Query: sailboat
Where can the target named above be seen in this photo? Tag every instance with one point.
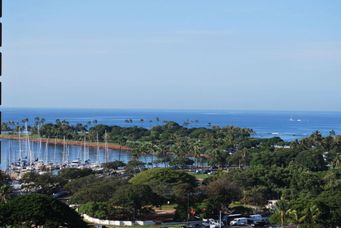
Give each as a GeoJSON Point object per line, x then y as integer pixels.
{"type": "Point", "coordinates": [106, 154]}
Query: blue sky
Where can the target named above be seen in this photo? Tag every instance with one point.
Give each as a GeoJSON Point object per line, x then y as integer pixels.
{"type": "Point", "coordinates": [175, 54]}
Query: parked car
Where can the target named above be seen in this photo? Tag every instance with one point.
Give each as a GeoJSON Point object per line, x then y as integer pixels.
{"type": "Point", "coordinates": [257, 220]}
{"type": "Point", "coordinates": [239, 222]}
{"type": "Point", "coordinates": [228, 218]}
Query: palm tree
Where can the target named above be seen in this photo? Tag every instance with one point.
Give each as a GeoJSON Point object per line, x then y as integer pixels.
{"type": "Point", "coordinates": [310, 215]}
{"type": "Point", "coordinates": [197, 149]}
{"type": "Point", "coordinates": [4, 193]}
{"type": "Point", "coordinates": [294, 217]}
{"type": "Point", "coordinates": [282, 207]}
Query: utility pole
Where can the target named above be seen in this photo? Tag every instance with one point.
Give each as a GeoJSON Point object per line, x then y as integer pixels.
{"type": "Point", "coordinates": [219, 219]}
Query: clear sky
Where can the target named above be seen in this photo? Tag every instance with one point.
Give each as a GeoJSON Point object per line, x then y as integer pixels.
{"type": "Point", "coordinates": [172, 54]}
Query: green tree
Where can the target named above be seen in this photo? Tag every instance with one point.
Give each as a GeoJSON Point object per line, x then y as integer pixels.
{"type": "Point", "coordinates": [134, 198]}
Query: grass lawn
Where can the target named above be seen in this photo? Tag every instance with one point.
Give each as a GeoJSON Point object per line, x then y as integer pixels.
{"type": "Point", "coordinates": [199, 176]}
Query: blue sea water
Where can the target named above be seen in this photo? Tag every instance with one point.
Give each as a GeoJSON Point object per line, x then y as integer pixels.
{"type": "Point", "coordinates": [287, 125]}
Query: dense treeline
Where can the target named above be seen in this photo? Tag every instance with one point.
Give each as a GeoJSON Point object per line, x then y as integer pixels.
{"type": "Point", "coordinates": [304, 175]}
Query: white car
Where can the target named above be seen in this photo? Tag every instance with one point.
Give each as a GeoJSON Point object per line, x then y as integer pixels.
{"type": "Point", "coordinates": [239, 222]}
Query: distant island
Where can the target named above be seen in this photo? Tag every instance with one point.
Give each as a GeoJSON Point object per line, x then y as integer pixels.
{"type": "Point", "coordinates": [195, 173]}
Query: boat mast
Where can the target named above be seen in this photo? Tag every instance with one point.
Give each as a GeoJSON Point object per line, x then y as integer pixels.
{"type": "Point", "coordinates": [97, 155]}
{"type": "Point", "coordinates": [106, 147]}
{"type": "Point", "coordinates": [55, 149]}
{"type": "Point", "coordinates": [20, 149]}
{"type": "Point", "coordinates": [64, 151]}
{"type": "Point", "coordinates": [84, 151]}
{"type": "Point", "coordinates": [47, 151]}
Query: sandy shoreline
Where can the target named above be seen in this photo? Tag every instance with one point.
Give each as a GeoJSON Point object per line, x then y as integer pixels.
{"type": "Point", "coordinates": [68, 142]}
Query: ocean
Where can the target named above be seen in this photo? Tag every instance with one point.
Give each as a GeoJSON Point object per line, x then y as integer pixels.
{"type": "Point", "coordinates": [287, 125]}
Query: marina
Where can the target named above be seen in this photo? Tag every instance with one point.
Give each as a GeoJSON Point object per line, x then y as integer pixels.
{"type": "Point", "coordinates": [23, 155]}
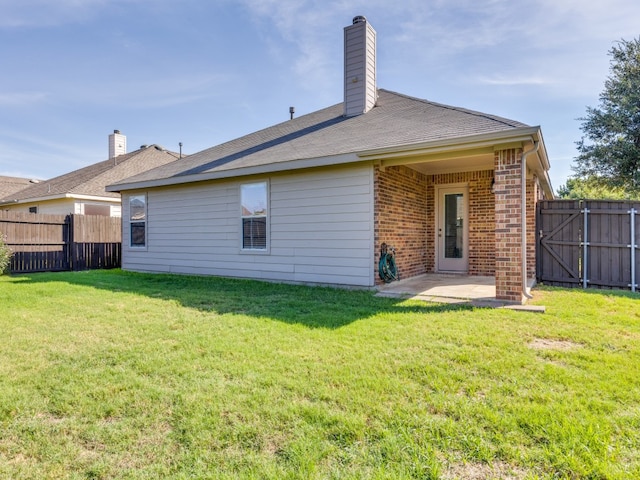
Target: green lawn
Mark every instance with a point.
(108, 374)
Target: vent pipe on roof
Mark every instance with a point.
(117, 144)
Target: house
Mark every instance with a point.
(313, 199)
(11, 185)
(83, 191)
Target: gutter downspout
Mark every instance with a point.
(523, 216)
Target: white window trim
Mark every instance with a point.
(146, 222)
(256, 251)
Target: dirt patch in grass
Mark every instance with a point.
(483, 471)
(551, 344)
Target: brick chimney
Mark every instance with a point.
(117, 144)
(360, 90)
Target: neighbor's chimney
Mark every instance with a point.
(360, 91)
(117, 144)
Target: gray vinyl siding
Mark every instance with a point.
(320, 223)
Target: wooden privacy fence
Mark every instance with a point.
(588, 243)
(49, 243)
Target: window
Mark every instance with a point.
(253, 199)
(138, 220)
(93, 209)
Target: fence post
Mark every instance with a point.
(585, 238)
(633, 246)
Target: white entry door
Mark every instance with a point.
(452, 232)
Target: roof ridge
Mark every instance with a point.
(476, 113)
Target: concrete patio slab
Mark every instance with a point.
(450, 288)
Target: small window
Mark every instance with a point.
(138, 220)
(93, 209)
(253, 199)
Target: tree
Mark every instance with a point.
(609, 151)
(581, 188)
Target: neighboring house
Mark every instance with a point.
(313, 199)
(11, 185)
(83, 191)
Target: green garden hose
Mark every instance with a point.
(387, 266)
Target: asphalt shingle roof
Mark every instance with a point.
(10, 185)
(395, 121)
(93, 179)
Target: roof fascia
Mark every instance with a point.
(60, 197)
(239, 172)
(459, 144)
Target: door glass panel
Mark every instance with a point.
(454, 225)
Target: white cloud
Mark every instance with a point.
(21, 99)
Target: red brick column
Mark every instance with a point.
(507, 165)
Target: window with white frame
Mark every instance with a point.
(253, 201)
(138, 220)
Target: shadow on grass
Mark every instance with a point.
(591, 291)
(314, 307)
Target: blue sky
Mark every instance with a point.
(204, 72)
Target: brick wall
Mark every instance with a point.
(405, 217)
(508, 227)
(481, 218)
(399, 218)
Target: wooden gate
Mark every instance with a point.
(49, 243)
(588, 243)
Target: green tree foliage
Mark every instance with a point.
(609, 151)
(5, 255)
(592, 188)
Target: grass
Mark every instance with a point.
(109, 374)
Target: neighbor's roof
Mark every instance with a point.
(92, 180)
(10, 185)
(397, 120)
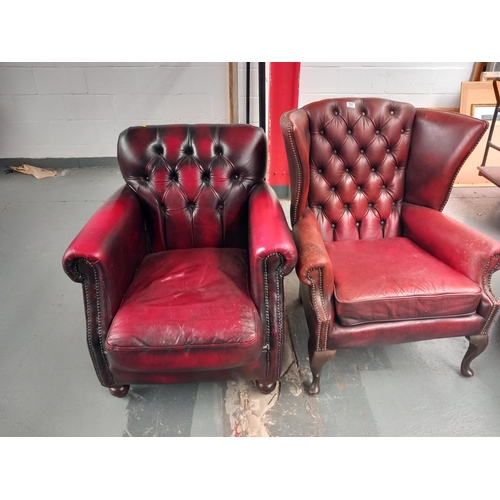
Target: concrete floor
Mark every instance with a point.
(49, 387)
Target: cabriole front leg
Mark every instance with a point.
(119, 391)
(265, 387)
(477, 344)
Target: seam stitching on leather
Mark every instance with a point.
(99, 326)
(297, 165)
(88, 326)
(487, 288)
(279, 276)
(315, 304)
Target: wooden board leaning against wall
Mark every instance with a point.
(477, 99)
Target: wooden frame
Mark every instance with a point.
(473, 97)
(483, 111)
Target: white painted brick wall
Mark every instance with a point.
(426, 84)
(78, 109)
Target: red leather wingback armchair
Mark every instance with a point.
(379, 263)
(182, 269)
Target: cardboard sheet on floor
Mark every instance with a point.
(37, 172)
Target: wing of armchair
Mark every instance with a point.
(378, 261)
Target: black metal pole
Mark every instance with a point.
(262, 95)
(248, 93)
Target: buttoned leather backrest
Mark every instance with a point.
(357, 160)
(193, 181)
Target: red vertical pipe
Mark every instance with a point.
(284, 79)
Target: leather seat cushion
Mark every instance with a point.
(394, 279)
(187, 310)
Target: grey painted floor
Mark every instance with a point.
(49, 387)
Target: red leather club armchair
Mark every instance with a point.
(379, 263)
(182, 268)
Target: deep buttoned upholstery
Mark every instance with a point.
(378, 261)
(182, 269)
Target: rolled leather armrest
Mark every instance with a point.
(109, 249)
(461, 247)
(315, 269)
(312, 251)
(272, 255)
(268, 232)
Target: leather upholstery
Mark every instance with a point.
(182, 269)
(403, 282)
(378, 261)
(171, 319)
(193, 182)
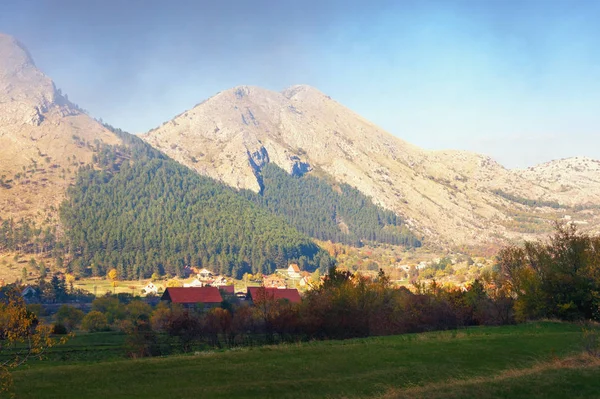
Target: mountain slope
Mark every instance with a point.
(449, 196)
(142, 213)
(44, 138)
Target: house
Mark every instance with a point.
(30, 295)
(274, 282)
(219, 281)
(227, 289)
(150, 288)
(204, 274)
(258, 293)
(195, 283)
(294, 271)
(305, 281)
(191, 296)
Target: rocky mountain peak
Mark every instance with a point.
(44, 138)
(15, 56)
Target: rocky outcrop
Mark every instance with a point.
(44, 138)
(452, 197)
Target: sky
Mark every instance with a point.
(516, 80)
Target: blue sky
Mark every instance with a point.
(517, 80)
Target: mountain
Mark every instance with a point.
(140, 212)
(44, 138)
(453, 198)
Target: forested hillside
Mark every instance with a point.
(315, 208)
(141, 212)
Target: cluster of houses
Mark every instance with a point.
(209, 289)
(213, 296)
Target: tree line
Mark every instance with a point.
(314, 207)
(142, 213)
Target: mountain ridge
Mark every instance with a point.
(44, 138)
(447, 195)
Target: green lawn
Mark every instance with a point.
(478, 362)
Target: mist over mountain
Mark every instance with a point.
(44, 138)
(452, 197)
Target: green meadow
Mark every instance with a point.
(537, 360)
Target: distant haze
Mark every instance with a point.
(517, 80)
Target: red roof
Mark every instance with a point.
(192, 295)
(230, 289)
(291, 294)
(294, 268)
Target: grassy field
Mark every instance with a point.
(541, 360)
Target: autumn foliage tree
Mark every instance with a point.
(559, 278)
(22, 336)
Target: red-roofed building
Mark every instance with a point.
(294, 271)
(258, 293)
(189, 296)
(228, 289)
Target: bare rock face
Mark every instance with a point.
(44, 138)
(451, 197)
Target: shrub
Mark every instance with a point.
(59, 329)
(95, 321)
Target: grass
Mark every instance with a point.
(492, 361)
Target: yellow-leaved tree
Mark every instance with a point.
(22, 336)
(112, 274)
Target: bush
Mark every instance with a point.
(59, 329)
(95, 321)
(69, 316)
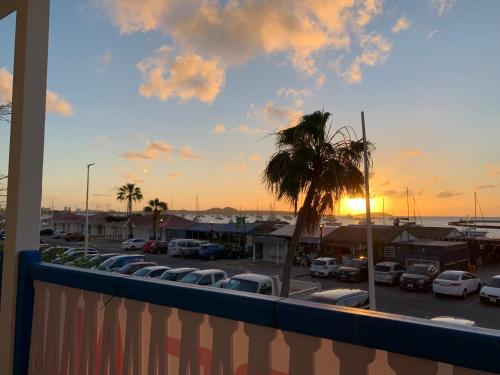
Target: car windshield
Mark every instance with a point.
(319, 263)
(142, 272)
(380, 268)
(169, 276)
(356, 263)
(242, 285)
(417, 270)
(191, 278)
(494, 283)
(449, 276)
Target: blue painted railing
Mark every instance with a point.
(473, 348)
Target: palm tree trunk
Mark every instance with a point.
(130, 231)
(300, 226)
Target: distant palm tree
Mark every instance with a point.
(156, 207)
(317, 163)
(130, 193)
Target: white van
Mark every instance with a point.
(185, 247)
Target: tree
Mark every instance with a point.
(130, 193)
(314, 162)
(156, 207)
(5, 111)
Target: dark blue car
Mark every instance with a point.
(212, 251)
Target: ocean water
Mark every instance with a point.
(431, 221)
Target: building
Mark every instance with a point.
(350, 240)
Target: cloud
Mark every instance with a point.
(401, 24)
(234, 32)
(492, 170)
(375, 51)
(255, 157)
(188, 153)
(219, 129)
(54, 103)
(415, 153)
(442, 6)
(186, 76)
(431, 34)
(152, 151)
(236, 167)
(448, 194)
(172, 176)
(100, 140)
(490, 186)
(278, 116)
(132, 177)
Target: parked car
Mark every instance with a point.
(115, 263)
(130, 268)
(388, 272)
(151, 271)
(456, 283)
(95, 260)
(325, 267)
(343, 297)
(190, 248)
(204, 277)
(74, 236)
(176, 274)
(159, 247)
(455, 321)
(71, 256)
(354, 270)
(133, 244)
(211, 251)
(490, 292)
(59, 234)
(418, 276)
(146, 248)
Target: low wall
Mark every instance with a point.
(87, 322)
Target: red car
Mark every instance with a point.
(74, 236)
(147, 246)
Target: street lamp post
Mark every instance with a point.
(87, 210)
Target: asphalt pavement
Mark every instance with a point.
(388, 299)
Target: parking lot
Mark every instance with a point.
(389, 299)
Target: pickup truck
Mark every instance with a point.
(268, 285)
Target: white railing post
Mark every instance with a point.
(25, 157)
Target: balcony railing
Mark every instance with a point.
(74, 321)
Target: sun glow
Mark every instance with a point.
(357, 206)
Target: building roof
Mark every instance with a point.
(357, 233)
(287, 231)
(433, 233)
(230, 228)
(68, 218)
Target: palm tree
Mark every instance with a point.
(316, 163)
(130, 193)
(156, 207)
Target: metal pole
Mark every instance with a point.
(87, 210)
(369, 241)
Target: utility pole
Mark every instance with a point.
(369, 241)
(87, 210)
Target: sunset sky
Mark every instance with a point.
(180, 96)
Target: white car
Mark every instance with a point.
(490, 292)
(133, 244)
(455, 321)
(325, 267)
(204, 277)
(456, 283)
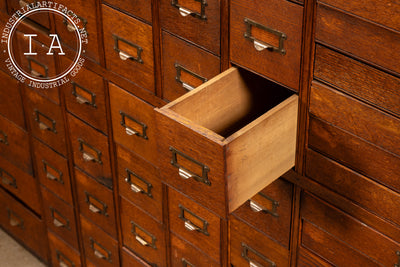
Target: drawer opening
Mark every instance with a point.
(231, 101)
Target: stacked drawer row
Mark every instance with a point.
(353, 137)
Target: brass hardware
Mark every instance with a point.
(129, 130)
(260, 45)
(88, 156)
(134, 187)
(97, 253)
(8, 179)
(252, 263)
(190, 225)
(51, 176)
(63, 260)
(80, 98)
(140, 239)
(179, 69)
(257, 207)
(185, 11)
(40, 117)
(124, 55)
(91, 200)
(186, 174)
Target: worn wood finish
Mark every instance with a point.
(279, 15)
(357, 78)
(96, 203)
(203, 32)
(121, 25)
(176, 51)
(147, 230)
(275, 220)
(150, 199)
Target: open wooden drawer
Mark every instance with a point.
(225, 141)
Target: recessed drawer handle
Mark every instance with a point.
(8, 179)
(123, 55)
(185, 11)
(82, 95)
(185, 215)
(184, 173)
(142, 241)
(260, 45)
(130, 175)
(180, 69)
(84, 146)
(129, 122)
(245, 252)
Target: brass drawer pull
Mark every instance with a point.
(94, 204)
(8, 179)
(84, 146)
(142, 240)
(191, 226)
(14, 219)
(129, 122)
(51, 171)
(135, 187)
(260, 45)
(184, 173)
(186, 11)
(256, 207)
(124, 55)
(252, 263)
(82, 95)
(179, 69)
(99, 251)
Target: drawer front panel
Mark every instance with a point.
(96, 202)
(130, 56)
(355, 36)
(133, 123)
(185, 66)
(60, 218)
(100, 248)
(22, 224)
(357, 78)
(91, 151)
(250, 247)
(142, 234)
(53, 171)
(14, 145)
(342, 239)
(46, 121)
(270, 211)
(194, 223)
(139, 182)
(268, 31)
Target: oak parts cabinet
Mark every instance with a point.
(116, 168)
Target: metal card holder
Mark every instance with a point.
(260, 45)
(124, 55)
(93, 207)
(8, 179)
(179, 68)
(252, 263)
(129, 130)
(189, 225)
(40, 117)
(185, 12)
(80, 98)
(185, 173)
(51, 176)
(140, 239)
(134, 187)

:::::

Exercise directions: Would you output, from the records above, exactly the run of lines that starts at the line containing "Target: recessed drawer handle" and ends at the line containing "Target: brass drawer pull", and only that run?

Answer area:
Target: recessed drawer handle
Mark every instance with a point.
(8, 179)
(123, 55)
(185, 11)
(82, 95)
(185, 215)
(184, 173)
(142, 241)
(260, 45)
(130, 175)
(180, 69)
(84, 146)
(129, 122)
(245, 252)
Target: brass drawer pull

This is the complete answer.